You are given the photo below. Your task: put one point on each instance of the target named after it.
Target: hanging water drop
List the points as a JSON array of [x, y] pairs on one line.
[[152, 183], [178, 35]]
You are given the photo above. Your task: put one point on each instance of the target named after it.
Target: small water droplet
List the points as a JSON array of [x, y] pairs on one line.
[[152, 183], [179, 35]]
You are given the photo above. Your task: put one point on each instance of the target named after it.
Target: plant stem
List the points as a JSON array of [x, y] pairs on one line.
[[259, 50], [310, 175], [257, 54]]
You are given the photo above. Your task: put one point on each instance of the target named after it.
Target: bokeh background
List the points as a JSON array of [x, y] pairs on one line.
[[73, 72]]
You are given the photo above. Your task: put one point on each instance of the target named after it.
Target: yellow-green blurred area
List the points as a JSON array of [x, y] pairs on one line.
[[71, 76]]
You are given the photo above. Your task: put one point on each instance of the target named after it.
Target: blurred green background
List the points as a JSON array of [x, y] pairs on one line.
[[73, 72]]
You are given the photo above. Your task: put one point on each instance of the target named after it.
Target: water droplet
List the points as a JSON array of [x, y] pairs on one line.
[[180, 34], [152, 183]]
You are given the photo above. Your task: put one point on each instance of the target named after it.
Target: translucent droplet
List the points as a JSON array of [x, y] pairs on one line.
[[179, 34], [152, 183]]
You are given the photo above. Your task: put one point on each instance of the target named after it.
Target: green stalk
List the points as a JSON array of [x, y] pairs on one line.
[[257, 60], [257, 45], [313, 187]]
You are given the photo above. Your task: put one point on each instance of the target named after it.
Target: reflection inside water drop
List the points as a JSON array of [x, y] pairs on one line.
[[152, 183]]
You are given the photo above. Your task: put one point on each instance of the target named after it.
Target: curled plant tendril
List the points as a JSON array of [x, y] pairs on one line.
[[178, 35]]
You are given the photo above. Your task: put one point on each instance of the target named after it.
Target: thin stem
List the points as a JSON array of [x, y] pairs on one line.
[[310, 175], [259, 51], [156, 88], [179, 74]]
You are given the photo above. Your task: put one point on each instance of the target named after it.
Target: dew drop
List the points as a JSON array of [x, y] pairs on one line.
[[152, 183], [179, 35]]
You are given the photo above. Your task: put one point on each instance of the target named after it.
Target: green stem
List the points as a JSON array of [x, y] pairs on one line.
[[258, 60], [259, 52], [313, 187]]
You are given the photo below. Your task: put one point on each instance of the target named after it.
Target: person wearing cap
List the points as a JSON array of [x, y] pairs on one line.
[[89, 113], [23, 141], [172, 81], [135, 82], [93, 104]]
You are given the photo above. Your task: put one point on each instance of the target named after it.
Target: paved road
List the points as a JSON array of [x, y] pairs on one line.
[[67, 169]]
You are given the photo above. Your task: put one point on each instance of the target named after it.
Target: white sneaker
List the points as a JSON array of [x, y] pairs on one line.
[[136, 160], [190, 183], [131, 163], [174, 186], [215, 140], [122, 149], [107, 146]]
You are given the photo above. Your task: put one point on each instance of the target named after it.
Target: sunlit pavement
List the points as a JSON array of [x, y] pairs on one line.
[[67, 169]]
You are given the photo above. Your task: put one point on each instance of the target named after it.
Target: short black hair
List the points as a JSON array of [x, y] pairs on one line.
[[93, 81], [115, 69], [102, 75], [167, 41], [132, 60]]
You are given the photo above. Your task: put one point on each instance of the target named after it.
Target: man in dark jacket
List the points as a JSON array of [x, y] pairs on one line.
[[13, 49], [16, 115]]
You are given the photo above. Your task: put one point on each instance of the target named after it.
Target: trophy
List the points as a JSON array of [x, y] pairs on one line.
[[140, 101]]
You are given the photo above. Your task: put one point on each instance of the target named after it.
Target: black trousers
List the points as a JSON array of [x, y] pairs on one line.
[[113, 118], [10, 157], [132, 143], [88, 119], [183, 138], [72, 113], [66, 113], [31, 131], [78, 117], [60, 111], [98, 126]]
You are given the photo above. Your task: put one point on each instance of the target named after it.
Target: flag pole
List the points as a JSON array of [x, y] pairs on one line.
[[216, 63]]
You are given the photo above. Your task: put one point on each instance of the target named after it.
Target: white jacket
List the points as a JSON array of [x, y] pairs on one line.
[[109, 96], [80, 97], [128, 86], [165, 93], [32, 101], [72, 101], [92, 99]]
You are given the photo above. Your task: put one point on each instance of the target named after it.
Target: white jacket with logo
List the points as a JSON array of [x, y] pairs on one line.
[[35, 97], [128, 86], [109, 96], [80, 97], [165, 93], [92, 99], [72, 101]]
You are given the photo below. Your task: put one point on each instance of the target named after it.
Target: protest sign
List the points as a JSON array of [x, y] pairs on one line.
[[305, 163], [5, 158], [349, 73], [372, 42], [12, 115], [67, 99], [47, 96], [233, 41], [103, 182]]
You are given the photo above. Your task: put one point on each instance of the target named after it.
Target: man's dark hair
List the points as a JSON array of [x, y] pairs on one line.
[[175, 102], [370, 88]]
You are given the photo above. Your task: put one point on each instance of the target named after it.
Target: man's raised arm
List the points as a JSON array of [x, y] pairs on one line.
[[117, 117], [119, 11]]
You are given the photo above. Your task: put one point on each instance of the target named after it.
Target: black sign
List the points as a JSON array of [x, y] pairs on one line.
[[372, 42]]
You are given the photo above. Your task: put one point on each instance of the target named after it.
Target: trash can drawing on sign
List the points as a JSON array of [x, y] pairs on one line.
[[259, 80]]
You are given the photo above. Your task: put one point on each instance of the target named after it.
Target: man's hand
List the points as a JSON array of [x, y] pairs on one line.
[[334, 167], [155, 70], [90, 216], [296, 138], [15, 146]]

-=-=-

# Your goal
Print back all the lines verbatim.

# The response
You are given the photo below. Your task: put one point on each instance of the target named after it.
Target: hanging water drop
List the points as a JSON array of [x, y] pairs on one line.
[[152, 183], [178, 35]]
You are given the photo above. Your task: put one point on each instance of the target named after it.
Target: small water droplet
List the points as a JSON array of [x, y] pairs on one line.
[[152, 183], [179, 35]]
You are given the photo above. Your task: put one point on each instance of the target named after it.
Target: plant stem
List the points as a JSON array of [x, y] pairs on one line.
[[259, 50], [310, 175], [257, 54]]
You are given the photo above. Your task: put one point on each instance of the target named after it.
Target: bokeh background
List the points as a JSON array of [x, y] pairs on one line.
[[73, 72]]
You are given the photo above. Your task: put one point on each instance of the target named after it.
Target: yellow-green blurred area
List the points as a JSON array of [x, y] pairs on one line.
[[71, 76]]
You are given the photo above. Your task: put one point on each instance of the target named after it.
Target: blurred green background
List the points as a JSON array of [x, y] pairs on one line.
[[73, 72]]
You are given the photo above. Your task: put one point on each instance of the target named after it.
Target: water droplet
List the points as a JSON array of [x, y] pairs on one line.
[[180, 34], [152, 183]]
You are given the photo above. Your task: put one point on each instance of the target named after it.
Target: translucent droplet
List the points as a JSON array of [x, y] pairs on one line.
[[179, 34], [152, 183]]
You are given the photo above. Your task: put one point on each instance of the target named after it.
Target: green stalk
List the points as a JSON array of [x, y] pairs on one line.
[[257, 60], [257, 45], [313, 187]]
You are given the photo above. Your task: put one point on each instance of the target named after it.
Target: reflection inside water drop
List the points as a JSON array of [x, y] pairs on one line.
[[152, 183]]
You are given the photo above. Your task: put one point on each instance of the target named after it.
Target: curled plant tendril
List the points as a JSON array of [x, y] pairs on one line.
[[178, 35]]
You are given the photo above. Your task: put one point on each instance of the target named after it.
Target: thin stem
List the points as a JSON array of [x, y] pairs on one line.
[[310, 175], [259, 51], [156, 88], [179, 74]]
You are given the photo above. Your task: put one point on each instance of the target named after it.
Target: dew drop
List the points as a JSON array of [x, y] pairs on one line.
[[152, 183], [179, 35]]
You are given the photo above. Your task: put one point on each instance of the target named after it.
Target: green stem
List the points as a JSON array of [x, y] pairs on one line.
[[258, 60], [259, 52], [313, 187]]
You are given the photo below. Your task: put one point on each instance of the target named after it.
Target: person wearing cap
List the points as a JSON array of [x, y] pairs on one line.
[[89, 113], [23, 141], [172, 81], [135, 82], [93, 104]]
You are given the photo above. Your task: put one point on each instance of the target named after it.
Target: paved road
List the points as a JSON array of [x, y] pairs on one line.
[[67, 169]]
You are given the photo above. Your task: put one point on each instance of the target named after it.
Target: white sneaker
List the points as a JSON array of [x, y] pairs on one line.
[[136, 160], [190, 183], [131, 163], [174, 186], [215, 140], [122, 149], [107, 146]]
You are given the photo above. Your task: put one point on each instance of the target named after it.
Target: sunlit pavement
List the points as a JSON array of [x, y] pairs on one line.
[[67, 169]]
You are given the photo above. Your task: put one point on each instance of the target named after it.
Target: short black hair
List the points as a JSON array of [x, y] pairs on one line.
[[93, 81], [115, 69], [102, 75], [167, 41], [132, 60]]
You are given the photo above. Your task: put one point on each instance of the target named after it.
Target: man in dark jacket
List the points as a JSON array of [x, y] pairs on one line.
[[13, 49], [16, 115]]
You are given the photo above. Your task: put one point on each instance of the target named after it.
Target: trophy
List the points as a JSON array of [x, y] pairs on one line.
[[140, 101]]
You are given the photo above. Your task: put one point on each instance of the target named after it.
Target: black trousers
List the points as a JSON array of [x, y] pairs on one line.
[[113, 118], [10, 157], [132, 143], [88, 119], [183, 138], [72, 113], [66, 113], [31, 131], [78, 117], [60, 111], [98, 126]]
You are given the photo above. Your task: put one point on each instance of the target named after it.
Target: flag pole
List the points as a JSON array of [x, y] pairs on one line.
[[216, 63]]
You are given the photo above. Your task: put one point on each instance of the target named after it.
Target: white jacket
List the points as a JSON array of [x, y] pairs on one line.
[[109, 96], [80, 97], [128, 86], [165, 93], [32, 101], [72, 101], [92, 99]]
You are given the photo above. Your task: put one point on each instance of the target named after it.
Target: white jacket with logo
List the points as a JSON array of [x, y] pairs on one line.
[[35, 97], [128, 86], [109, 96], [80, 97], [165, 93], [92, 99], [72, 101]]
You are given the photo below. Your task: put one point on each instance of the target named after it.
Target: protest sign
List the points as a JSON array of [x, y] pairs on one line.
[[305, 163], [5, 158], [349, 73], [372, 42], [12, 115], [67, 99], [47, 96], [233, 41], [103, 182]]
You are given the photo above. Your task: put one point on each instance of the target named after it.
Target: man's dark hair
List the points as a JSON array of [x, y] pairs on one line.
[[175, 102], [370, 88]]
You are given the photo above. Your task: put one point on each instance of the target named after it.
Target: man's raised arm
List the points as a JSON array of [x, y] pairs on one line.
[[117, 117], [119, 11]]
You are given the photo above. Your task: put one point on each instance of the target named after it.
Target: black sign
List the points as a JSON array of [x, y] pairs on one line.
[[372, 42]]
You are given the photo above. Your task: put one point on each instance of the target named after it.
Target: trash can drawing on sign
List the points as a JSON array of [x, y] pairs on one line.
[[259, 80]]
You are given the photo above. Your task: put one point on each instance of the target named after it.
Target: man's hand
List the points as a JSON array of [x, y] pairs on one line.
[[334, 167], [155, 70], [90, 216], [296, 138], [15, 146]]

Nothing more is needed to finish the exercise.